··· INFORMATION SUPPLIED

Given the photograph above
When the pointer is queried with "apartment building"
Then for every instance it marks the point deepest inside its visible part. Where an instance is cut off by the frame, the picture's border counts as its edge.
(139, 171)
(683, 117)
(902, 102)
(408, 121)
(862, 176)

······
··· INFORMATION SUPPLIED

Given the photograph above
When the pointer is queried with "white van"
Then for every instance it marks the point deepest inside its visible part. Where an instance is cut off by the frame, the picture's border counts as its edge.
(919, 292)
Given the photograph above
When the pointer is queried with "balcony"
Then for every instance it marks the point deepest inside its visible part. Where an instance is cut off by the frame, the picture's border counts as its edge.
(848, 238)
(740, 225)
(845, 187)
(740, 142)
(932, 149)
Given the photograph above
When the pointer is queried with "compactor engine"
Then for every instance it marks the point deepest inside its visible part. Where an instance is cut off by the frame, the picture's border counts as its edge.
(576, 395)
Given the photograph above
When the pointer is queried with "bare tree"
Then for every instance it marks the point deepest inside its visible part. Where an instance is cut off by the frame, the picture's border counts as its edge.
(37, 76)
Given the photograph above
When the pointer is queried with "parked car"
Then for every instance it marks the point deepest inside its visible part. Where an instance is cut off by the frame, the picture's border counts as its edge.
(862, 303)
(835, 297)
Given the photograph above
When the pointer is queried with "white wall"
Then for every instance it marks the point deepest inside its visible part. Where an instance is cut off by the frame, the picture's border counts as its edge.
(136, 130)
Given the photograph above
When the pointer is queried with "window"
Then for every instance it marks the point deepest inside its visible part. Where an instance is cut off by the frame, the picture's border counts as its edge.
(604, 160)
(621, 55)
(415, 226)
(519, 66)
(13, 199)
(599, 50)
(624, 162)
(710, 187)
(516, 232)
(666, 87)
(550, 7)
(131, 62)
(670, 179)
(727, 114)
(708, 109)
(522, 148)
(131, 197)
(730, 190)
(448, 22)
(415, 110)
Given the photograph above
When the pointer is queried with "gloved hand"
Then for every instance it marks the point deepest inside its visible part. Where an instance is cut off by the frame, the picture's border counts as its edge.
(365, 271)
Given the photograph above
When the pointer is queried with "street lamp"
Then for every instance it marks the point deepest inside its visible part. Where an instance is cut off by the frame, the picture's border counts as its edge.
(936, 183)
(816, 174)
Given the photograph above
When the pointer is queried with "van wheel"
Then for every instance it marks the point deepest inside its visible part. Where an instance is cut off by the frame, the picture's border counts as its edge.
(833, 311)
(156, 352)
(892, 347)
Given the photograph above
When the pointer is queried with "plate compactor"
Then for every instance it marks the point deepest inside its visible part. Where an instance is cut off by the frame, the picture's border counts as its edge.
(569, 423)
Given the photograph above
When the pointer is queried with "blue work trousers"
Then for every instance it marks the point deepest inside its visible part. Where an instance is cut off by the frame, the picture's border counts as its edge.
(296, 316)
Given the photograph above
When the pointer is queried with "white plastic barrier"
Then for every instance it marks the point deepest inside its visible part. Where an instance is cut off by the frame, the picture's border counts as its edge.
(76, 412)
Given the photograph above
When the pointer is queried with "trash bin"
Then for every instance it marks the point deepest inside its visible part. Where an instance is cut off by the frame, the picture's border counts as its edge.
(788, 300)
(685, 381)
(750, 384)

······
··· INFORMATION SUPPLIED

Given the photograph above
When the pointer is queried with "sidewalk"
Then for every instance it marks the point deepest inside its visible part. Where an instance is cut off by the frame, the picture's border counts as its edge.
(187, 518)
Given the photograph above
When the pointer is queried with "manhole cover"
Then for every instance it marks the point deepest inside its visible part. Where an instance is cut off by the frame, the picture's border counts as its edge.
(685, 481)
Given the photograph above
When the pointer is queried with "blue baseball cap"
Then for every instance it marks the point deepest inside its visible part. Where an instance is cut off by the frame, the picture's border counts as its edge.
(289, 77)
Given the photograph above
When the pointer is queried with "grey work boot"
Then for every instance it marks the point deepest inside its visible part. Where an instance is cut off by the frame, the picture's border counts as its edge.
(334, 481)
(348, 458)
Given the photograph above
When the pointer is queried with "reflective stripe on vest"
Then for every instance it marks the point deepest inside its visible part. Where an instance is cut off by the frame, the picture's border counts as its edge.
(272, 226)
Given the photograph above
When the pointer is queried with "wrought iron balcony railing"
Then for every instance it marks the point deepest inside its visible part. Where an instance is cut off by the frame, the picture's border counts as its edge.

······

*OBJECTIVE:* Find every line in the entries above that contains the word "balcony", and copy each of those lines.

*RESULT FOR THIS TASK:*
When the pointer is queried with "balcony"
When the pointer is queried with "wrought iron balcony railing"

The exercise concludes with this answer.